Task material:
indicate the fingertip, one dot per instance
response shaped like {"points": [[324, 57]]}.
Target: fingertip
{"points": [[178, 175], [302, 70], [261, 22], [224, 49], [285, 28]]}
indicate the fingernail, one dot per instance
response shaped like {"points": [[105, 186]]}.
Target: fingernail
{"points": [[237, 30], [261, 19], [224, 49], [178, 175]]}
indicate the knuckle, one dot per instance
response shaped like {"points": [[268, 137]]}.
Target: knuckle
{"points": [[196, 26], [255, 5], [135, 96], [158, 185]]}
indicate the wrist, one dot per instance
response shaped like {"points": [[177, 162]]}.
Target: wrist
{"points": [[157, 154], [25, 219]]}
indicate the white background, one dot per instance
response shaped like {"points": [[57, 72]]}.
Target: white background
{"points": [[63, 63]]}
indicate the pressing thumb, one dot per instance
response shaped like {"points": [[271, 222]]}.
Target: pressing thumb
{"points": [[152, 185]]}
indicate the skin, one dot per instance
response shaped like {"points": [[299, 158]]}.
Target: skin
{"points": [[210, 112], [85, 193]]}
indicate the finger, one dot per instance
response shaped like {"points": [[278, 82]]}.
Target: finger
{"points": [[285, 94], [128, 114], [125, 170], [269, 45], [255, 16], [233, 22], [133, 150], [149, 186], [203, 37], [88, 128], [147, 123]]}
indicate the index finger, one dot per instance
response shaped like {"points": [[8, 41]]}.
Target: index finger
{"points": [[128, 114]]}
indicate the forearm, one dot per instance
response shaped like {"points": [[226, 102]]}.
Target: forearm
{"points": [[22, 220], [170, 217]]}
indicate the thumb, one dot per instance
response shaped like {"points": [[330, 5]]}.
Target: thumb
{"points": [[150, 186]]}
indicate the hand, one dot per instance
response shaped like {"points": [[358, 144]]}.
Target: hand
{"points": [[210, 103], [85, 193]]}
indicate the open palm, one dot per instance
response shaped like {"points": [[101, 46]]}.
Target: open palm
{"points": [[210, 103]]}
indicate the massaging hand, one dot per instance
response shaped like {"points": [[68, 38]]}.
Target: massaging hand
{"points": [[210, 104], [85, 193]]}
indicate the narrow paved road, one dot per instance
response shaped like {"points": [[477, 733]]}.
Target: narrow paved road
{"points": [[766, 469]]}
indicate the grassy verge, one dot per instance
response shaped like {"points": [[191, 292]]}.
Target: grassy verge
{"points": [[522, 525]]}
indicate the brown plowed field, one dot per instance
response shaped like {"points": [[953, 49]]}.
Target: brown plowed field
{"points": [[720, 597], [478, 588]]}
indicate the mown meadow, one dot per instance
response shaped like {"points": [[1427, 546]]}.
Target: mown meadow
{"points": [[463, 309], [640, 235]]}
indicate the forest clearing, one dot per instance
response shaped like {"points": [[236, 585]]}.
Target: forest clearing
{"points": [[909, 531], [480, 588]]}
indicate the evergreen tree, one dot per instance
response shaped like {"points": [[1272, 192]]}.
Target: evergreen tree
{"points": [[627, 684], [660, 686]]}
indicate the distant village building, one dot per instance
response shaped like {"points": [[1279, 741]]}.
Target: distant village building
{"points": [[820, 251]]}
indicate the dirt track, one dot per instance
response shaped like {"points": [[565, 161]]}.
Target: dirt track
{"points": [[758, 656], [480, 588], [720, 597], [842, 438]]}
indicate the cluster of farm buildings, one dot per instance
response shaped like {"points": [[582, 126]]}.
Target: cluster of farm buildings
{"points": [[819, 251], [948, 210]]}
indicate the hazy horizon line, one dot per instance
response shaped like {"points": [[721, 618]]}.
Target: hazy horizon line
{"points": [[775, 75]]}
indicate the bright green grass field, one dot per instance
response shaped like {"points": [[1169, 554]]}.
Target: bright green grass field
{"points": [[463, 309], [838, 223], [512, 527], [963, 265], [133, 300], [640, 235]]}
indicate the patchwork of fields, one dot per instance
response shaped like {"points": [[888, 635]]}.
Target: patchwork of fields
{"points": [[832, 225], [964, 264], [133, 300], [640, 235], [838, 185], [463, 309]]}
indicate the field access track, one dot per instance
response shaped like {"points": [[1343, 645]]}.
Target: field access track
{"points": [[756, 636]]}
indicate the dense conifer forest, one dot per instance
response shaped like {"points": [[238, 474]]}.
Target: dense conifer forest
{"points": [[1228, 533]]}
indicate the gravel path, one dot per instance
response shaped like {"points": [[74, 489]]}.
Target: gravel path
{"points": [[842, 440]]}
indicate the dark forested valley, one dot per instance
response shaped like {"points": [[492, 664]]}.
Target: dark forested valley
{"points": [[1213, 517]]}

What to produce:
Set down the listing in full, keeping every word exactly as it is.

Answer in full:
indicate the fingertip, one dot per instance
response shaped like {"points": [[324, 57]]}.
Target: fingertip
{"points": [[178, 175], [302, 70], [261, 22], [224, 49], [285, 28]]}
indicate the fingernail, one dot per instance
response shaped like {"points": [[105, 186]]}.
Target: fingernail
{"points": [[237, 30], [261, 19], [224, 49], [178, 175]]}
indicate the knuckle, one dot per instance
response shaped like {"points": [[268, 137]]}.
Target: knuckle
{"points": [[196, 26], [255, 5], [135, 96], [158, 185]]}
indicate the wrist, one dot per instance
response shaped like {"points": [[177, 162]]}.
Target: wrist
{"points": [[157, 154], [25, 219]]}
indicate the white background, one dot per instance
response shaped like {"points": [[57, 72]]}.
Target: white background
{"points": [[63, 63]]}
indicate the pressing thumb, one dot per instance
response shaped like {"points": [[271, 222]]}.
Target: pressing thumb
{"points": [[152, 185]]}
indicate the skin, one dot per instance
response shaped like {"points": [[299, 158]]}.
Target: skin
{"points": [[210, 112], [85, 193]]}
indicate the finger, one dot per instance
response shaped like {"points": [[278, 82]]}.
Target: finger
{"points": [[285, 94], [128, 114], [125, 170], [269, 45], [255, 16], [233, 22], [133, 150], [149, 186], [203, 37], [88, 128], [147, 123]]}
indicate the index finger, one dot per instance
response shaped like {"points": [[8, 41]]}.
Target: index finger
{"points": [[128, 114]]}
indicate the forearm, one dot per instance
response shaped like {"points": [[226, 102]]}.
Target: forearm
{"points": [[22, 220], [170, 217]]}
indicate the thumb, one dot per instance
response shaped like {"points": [[330, 5]]}.
Target: thumb
{"points": [[150, 186]]}
indicate the hand, one dot per instance
response shaped like {"points": [[358, 144]]}.
Target: hand
{"points": [[210, 103], [85, 193]]}
indicate the open palm, one dot per instance
response shaped like {"points": [[101, 46]]}.
Target: open palm
{"points": [[210, 103]]}
indicate the massaging hand, one dot per instance
response shaped like {"points": [[68, 38]]}.
Target: massaging hand
{"points": [[210, 104], [85, 193]]}
indicate the narrow paved road, one dot per instance
response shaped like {"points": [[477, 733]]}.
Target: narrow paved road
{"points": [[766, 469]]}
indicate the grassy verge, one dot per instance
response shaped like {"points": [[191, 292]]}.
Target: grassy verge
{"points": [[522, 525]]}
indicate the brown plowed field, one dot per instance
response shaped like {"points": [[953, 49]]}.
Target: brown plowed field
{"points": [[720, 597], [478, 588]]}
indicate the mown meadow, one dot per instance
response shaped like {"points": [[1427, 546]]}.
Target: mown meadow
{"points": [[463, 309], [640, 235]]}
indicate the forest clearing, one dot per instance
response shaped like {"points": [[236, 585]]}.
Target: forest clearing
{"points": [[909, 531], [480, 588]]}
indicate the evergreen tree, one dot per instance
response shaped like {"points": [[1272, 192]]}.
Target: evergreen tree
{"points": [[627, 684], [660, 686]]}
indicate the distant village building, one dot per instance
response shaped like {"points": [[1279, 741]]}.
Target: distant village building
{"points": [[820, 251]]}
indicate the dirt track, one dot per instance
response shaped like {"points": [[565, 161]]}.
Target: dirt track
{"points": [[758, 656], [480, 588], [720, 597], [842, 438]]}
indicate the cluster of farm buildings, one dot per instance
response shaped like {"points": [[582, 126]]}.
Target: cluster of farm buildings
{"points": [[819, 251], [948, 210]]}
indicate the hazy horizon line, one dot per instance
response shaped like {"points": [[721, 618]]}.
Target: hazy horizon line
{"points": [[775, 75]]}
indicate the bright green grass field, one dot per instance
response shaped like {"points": [[1169, 554]]}.
Target: bright green grass field
{"points": [[463, 309], [838, 223], [512, 527], [963, 265], [133, 300], [640, 235]]}
indicate the patchwork of fields, one dot per instance
response shaped like {"points": [[888, 635]]}.
Target: patchwork of fields
{"points": [[832, 225], [964, 264], [133, 300], [640, 235], [838, 185], [463, 309]]}
indicate the field access track, one dot per instance
response shaped like {"points": [[1343, 645]]}.
Target: field access track
{"points": [[756, 636]]}
indicate the dense conifer forest, one dot per instance
response shaped like {"points": [[238, 474]]}.
Target: dense conifer forest
{"points": [[1228, 533]]}
indicate the gravel path, one dot per instance
response shaped like {"points": [[74, 489]]}.
Target: gravel path
{"points": [[842, 440]]}
indicate the dark forested valley, one dot per instance
response shaped like {"points": [[492, 664]]}.
Target: dark forested valley
{"points": [[1213, 517]]}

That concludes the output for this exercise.